- **The task**: Print out the entries, word for word.

- **Supplied records**:
★ ★ ★ ★

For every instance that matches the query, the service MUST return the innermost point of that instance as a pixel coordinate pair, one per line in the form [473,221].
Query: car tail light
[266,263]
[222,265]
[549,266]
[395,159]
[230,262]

★ ★ ★ ★

- **Task answer**:
For every instance that matches the query, the service MUST return the innermost point of that instance as a pixel coordinate pair, one per line in the form [473,221].
Query: car tail light
[266,263]
[222,265]
[549,266]
[395,159]
[230,262]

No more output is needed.